What you have to do: Print what the records say exactly, and omit the pictures.

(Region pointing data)

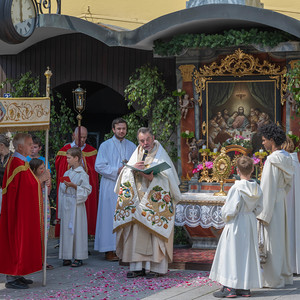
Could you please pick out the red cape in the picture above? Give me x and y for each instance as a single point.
(21, 221)
(89, 157)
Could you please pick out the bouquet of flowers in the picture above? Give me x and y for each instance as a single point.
(238, 140)
(208, 165)
(187, 134)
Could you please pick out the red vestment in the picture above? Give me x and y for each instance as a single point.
(89, 155)
(21, 221)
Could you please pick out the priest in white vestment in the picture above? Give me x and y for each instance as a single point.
(236, 263)
(145, 212)
(276, 182)
(293, 210)
(108, 164)
(72, 211)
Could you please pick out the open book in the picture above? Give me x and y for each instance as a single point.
(157, 168)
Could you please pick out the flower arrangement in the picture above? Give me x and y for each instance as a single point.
(208, 165)
(238, 140)
(187, 134)
(261, 154)
(206, 150)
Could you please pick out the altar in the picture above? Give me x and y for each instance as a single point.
(201, 209)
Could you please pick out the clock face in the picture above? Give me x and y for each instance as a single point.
(23, 16)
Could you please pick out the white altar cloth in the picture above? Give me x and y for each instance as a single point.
(202, 209)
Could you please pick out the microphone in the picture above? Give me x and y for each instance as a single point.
(145, 155)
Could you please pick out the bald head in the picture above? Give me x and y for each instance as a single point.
(83, 135)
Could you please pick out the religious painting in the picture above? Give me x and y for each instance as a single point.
(236, 109)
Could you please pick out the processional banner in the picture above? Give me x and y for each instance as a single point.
(22, 114)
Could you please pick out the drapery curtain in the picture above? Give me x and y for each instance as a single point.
(263, 93)
(219, 93)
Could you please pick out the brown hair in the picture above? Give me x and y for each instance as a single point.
(4, 140)
(34, 164)
(75, 152)
(288, 145)
(245, 165)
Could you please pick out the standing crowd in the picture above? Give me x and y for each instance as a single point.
(132, 214)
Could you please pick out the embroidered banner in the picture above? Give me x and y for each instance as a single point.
(17, 114)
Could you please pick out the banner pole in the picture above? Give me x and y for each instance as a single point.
(48, 75)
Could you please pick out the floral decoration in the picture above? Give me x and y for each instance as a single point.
(238, 140)
(161, 209)
(187, 134)
(208, 165)
(125, 204)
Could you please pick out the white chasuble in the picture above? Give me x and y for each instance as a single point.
(109, 159)
(155, 210)
(293, 217)
(144, 216)
(275, 183)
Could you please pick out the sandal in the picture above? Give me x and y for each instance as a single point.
(151, 275)
(49, 267)
(76, 263)
(134, 274)
(67, 262)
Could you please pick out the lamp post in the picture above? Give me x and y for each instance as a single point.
(79, 97)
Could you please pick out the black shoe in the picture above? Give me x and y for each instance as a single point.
(17, 284)
(24, 280)
(134, 274)
(225, 292)
(243, 293)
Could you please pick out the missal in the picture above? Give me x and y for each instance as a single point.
(155, 168)
(64, 178)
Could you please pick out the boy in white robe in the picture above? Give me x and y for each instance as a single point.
(293, 209)
(236, 264)
(73, 192)
(276, 181)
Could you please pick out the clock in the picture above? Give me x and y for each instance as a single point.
(17, 20)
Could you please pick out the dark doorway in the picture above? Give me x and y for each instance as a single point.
(102, 106)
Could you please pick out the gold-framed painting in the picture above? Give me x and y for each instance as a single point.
(238, 95)
(236, 109)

Solution for this task:
Could you please pick out the red cape in the picture above? Give me x and y for each instance as a single point.
(21, 221)
(89, 157)
Could you please pick out the bouquet of flowers in the picture above? Give me x and y for each instance as a single point.
(238, 140)
(208, 165)
(187, 134)
Could you please pick out the red vestment in the picture above? Give me x and y for each instance as a single point.
(89, 155)
(21, 221)
Could you please pick out the priest in white vestment in the picture above? Give me x and y for each instance as a single point.
(236, 263)
(145, 212)
(276, 182)
(293, 210)
(108, 164)
(72, 211)
Could you please pick out the open book in the picture above? Give me x and y for each instance as a single point.
(157, 168)
Could you please pick out the flower arrangement in the picture above? Give me x and y for each instance as a single point.
(208, 165)
(238, 140)
(187, 134)
(261, 154)
(206, 150)
Could you please pick out the altar in the picture above? Give me x and y for each instance as a single point.
(201, 209)
Could you please pick out the clock face in the picture above? Give me x and y for each instance as a single point.
(23, 16)
Could you please pick out the white altar cloth in the picture above? Give me x and y for each instance as a single point.
(202, 209)
Could you please pick out the microphone in the picture above? Give me x and y for each instance as a single point.
(145, 155)
Could you please pick out the bald head in the picture above? Give me x and y for each instance as a single point.
(83, 135)
Could you please pick out the religious painting in the picture above? Give me x and y for each instance as a single point.
(236, 109)
Could you please pick out the processional banner in the picture above? Give me x and y for each instance as a single point.
(22, 114)
Could you please pick out the drapery curtain in the picture above? Give me x and y for each instance as a single point.
(263, 93)
(219, 93)
Could you please pick out the brown hair in the picture above? Give me x and y for each instance as a single point.
(4, 140)
(34, 164)
(75, 152)
(288, 145)
(245, 165)
Could you please pick out the standing crowd in the picture above? Give me x and y for each instance as a single point.
(132, 214)
Could you please pick out the embroidered banner in the picture above? Give me x and y for each instance as a single point.
(17, 114)
Could you please pick out the banner pole in the picture above? Give me x and y for each instance as a single point.
(48, 75)
Could you please pick out the floral decoration in the picture above? Give me x and y for each instance as a single point.
(238, 140)
(161, 209)
(187, 134)
(208, 165)
(125, 204)
Could you please pick out the white chasuble in the picture above? Give me x and y for each instance as a single point.
(109, 159)
(155, 210)
(293, 217)
(144, 216)
(275, 183)
Could you please pick out the sandal in the picture above? Give me x and y for each instance as a single point.
(151, 275)
(49, 267)
(76, 263)
(134, 274)
(67, 262)
Could you please pick out the lamp post in the picture above? Give me x and y for each instance as a single point.
(79, 97)
Could you please pick out the black shoe in the picture above? Give me x and y for each instance as a single point.
(17, 284)
(24, 280)
(134, 274)
(225, 292)
(243, 293)
Could you please pick out the missal in the picture above? Give me x and y for each instance as a single point.
(155, 168)
(64, 178)
Could you please pick out the boy in white robe in the picture above? Give me x and y for each instance as a single point.
(293, 209)
(236, 264)
(73, 192)
(276, 181)
Could you please pick out the clock in the picture above? Give me x and y for each instance as a single point.
(17, 20)
Could you please pick out the dark doorway in the picture above? Give me x and y for each instance as a single point.
(102, 106)
Could you please pick out the gold-framed painting in the picture above? Give me x and y for each instance as a single point.
(238, 95)
(236, 109)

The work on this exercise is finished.